Excerpted passage

New Jersey barrier island beach

I’m an arenophile. That word comes from the “Latin arena (sand) and the Greek phil (love)”, meaning sand lover.

As Rachel Carson wrote, "In every outthrust headland, in every curving beach, in every grain of sand, there is a story of the Earth.”

By oceans, lakes, rivers, deserts, mountainsides, glaciers — anywhere the bones of our planet have been worked on by forces of nature — unique and shifting formations of sand accumulate. Each tells a story.

Welcome to the sand library in my house:

Part of it. There’s an annex in the hall.

Coral reef sand littered with shells and coral fragments. Belize.

Technically sand is defined as mineral sediment particles of an intermediate size (numbers depend on who’s defining it), with smaller grains called silt and larger ones gravel, but “sand” is generally used as an umbrella term for any accumulation of granular material eroded from rock, including rock formed from the shells of sea creatures, like limestone, or even recently dead, like coral. Much of the sand on Caribbean beaches is from coral consumed by parrotfish: their digestive tract grinds it up, extracts the living material and then poops out the calcium carbonate portion as sand.

Dataset extract
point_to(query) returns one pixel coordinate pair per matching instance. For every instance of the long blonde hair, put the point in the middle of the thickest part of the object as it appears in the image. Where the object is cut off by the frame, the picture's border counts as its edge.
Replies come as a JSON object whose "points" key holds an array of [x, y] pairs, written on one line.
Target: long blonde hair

Parts of the exercise
a) In the sand-lover passage, what produces much of the sand on Caribbean beaches?
b) Quote the part of the sand-lover passage that opens with the words containing "Welcome to the" and closes with "portion as sand.".

Solved tasks
a) Coral eaten by parrotfish, whose digestive tract grinds it up and excretes the calcium carbonate portion as sand.

b)
Welcome to the sand library in my house:

Part of it. There’s an annex in the hall.

Coral reef sand littered with shells and coral fragments. Belize.

Technically sand is defined as mineral sediment particles of an intermediate size (numbers depend on who’s defining it), with smaller grains called silt and larger ones gravel, but “sand” is generally used as an umbrella term for any accumulation of granular material eroded from rock, including rock formed from the shells of sea creatures, like limestone, or even recently dead, like coral. Much of the sand on Caribbean beaches is from coral consumed by parrotfish: their digestive tract grinds it up, extracts the living material and then poops out the calcium carbonate portion as sand.